+++ Input for this task +++
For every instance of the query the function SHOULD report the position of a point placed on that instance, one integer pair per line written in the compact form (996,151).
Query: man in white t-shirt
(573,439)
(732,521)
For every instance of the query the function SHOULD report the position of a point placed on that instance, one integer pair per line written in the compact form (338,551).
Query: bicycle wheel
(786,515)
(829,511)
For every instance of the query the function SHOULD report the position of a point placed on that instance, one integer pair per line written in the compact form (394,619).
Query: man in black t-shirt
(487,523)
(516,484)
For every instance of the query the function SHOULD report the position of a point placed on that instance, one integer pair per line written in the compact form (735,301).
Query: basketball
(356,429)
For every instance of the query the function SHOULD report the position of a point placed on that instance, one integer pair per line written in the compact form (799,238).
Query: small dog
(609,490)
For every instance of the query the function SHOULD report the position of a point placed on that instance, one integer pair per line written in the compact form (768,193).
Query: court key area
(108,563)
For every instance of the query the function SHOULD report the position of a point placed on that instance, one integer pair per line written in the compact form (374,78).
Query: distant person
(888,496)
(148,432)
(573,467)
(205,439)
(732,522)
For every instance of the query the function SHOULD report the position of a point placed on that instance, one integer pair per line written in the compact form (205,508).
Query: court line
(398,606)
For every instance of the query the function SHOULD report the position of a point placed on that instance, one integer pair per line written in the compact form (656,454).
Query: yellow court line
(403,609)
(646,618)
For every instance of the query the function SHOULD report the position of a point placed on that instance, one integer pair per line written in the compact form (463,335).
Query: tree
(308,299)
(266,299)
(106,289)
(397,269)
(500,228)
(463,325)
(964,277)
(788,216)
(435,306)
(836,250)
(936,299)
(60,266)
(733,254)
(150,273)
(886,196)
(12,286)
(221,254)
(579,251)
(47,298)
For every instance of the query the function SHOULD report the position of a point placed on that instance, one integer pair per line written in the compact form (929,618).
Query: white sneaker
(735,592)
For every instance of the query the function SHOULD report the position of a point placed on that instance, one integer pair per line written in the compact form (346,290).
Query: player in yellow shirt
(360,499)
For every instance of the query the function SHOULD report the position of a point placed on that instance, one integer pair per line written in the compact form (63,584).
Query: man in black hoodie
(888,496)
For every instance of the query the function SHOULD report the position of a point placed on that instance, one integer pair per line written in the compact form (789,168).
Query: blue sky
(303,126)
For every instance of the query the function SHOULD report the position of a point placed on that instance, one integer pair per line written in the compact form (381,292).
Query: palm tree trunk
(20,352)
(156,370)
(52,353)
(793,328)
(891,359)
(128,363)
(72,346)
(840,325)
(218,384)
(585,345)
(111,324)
+++
What is expected -> Copy the data from the line containing "compact form (381,292)." through the end of the data, inclusive, substituting "trunk of a palm tree" for "palm tree trunk" and changing nothing else.

Finished exercise ->
For every instance of the query the function SHOULD report the position of a point placed on that instance, one integer pair per line written in the compact form (381,292).
Query: trunk of a palm tree
(20,352)
(156,370)
(52,353)
(793,328)
(891,359)
(128,363)
(72,346)
(840,325)
(218,384)
(585,345)
(111,324)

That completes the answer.